- ABOUT THIS EXERCISE
Write out exactly the lines running from the one that contains "I'm trying to determine whether the white tissue" through the end of the material.

- DATA
####################
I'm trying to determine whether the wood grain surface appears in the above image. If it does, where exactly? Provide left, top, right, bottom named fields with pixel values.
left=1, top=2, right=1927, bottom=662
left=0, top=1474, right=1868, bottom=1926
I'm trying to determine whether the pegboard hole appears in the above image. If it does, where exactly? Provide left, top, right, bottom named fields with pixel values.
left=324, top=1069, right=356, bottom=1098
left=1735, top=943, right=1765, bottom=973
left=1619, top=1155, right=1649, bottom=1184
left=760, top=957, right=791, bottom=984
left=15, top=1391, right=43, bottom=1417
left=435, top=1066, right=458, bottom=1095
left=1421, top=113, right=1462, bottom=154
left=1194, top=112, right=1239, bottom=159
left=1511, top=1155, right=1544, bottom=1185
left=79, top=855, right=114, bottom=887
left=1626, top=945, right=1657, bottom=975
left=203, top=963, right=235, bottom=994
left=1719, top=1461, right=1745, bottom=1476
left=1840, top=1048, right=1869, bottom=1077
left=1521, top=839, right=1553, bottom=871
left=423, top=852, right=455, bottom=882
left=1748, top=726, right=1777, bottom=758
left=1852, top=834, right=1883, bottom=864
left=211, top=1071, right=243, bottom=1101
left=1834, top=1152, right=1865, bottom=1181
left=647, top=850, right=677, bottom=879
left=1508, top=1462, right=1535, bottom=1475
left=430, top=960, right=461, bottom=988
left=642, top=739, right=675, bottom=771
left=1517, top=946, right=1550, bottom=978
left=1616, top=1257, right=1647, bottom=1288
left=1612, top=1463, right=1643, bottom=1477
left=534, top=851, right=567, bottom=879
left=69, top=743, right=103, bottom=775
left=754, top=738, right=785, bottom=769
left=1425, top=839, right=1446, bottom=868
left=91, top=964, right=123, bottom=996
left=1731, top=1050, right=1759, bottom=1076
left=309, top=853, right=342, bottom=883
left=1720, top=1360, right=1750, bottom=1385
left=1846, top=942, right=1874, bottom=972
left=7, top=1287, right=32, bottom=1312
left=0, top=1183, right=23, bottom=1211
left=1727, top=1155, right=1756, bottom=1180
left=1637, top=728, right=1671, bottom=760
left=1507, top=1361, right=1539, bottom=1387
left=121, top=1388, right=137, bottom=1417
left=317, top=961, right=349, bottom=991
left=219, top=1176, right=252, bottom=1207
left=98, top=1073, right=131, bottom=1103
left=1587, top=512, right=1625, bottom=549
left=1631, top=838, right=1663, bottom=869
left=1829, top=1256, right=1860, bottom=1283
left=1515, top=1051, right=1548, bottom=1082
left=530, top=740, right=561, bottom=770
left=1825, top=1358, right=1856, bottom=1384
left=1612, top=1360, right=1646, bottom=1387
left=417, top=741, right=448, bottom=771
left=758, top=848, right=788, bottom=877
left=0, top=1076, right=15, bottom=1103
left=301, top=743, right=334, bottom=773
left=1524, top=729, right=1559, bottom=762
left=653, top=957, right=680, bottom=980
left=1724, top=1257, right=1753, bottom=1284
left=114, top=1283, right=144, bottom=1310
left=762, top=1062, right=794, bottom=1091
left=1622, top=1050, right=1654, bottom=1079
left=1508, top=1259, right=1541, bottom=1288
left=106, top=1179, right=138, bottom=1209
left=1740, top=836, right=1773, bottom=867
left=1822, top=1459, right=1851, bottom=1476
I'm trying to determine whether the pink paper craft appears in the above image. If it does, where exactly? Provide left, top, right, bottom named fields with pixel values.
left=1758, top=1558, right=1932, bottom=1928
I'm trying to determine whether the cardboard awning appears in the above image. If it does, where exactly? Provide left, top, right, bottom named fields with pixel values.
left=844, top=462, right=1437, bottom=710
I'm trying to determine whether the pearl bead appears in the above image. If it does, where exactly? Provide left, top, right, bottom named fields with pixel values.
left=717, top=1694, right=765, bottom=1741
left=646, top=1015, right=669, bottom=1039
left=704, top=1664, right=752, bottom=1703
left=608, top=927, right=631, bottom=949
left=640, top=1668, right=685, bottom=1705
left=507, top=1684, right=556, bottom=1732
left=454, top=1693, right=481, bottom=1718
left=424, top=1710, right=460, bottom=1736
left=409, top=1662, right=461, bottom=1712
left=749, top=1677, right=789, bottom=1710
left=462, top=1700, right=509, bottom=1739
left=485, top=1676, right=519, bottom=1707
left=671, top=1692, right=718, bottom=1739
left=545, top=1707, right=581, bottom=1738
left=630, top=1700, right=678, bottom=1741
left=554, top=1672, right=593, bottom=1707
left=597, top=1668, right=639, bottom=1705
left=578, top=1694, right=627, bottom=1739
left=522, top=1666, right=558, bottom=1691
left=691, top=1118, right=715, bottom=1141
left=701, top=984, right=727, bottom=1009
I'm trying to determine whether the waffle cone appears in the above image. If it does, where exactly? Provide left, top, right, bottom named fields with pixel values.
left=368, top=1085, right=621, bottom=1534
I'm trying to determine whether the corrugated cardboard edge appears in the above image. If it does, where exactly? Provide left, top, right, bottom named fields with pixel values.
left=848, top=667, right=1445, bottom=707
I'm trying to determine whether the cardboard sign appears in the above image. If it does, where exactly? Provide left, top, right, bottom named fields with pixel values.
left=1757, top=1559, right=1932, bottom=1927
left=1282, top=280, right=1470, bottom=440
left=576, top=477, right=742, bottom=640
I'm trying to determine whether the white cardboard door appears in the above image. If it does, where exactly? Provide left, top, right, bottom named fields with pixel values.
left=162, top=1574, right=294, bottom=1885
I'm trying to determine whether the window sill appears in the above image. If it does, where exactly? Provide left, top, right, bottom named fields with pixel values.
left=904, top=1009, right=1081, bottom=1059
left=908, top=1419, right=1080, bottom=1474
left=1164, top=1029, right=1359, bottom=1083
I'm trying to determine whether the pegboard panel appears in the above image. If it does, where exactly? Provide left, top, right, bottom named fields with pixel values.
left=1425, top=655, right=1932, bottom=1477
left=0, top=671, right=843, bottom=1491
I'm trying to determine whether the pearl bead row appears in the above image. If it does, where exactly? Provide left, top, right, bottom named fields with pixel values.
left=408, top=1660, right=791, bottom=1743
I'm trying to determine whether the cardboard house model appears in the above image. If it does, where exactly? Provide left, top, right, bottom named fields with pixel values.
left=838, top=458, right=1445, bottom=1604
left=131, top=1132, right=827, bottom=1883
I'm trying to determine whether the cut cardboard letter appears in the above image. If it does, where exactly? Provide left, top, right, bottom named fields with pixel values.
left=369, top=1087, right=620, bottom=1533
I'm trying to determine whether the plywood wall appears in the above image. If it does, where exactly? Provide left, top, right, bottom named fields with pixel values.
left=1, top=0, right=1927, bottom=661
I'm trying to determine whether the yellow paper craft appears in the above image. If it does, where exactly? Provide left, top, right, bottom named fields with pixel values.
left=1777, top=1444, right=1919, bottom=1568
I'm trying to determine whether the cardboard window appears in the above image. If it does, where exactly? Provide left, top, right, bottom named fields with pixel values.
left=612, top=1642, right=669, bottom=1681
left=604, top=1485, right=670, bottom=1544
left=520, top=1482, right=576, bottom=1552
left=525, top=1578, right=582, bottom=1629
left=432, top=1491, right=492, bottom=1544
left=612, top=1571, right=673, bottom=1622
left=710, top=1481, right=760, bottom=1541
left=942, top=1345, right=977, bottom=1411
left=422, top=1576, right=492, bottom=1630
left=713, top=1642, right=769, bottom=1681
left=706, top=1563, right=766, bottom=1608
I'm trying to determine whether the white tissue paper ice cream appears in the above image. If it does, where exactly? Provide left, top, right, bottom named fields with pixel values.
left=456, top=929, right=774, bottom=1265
####################
- EXPECTED ANSWER
I'm trying to determine whether the white tissue paper ice cream appears in the above image. If it does, where exactly? Provide left, top, right, bottom named fields with pixel values.
left=456, top=929, right=774, bottom=1265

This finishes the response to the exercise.